Pointing items
┄┄┄┄┄┄
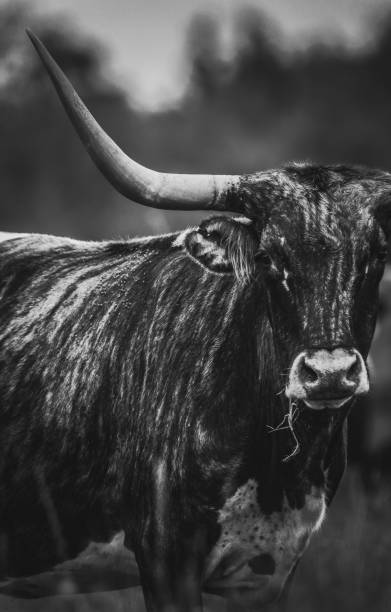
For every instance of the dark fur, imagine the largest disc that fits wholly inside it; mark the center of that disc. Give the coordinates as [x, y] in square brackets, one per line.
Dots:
[115, 355]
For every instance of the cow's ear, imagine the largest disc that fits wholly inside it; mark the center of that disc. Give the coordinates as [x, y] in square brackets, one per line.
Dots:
[224, 246]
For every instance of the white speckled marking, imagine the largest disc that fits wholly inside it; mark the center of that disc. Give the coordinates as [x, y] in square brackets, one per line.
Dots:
[247, 534]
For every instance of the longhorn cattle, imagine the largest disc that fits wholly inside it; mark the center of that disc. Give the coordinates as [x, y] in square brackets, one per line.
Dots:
[190, 389]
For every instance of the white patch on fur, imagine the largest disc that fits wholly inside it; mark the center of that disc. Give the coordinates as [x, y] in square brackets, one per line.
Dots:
[285, 281]
[9, 235]
[246, 533]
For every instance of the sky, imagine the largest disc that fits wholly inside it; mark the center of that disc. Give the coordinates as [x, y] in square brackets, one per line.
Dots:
┄┄┄┄┄┄
**Goal:**
Copy all of the items above word for word, leaving out the pictures.

**Task solution:**
For every instance of the dark fur, imagine the largest disc that fits wholly inside it; mark the center of that disc. Give the coordinates as [x, y] in square brackets, one per line.
Dots:
[115, 355]
For every instance of the cow's ear, imagine the largest disc that fits wholly inside it; mark the center of that disc. Give the coordinates as [x, y] in square brackets, one per line.
Dots:
[224, 246]
For every instance of the white speckled marking, imagine the largest disc that fits wholly inside it; mark the center of that disc. Give the coordinates as [x, y] in square brackets, one per line.
Dots:
[247, 534]
For every instance of the longhorn cattle, imagine the largest disc that fits wholly inside it; mark the center of that disc. Give the coordinates as [x, y] in square brackets, one per line.
Dots:
[190, 389]
For every instance of the white patch on fur, imagine the largest disc that fits wholly inside it; mark the center of that disc. Give the coordinates as [x, y] in square brackets, one per line.
Dots:
[285, 281]
[9, 235]
[246, 533]
For every instance of the sky, imagine the largest disc that fits wholly inside it; mark the center of that disc. Give the coordinates as [x, y] in square brackets, one per line.
Dots:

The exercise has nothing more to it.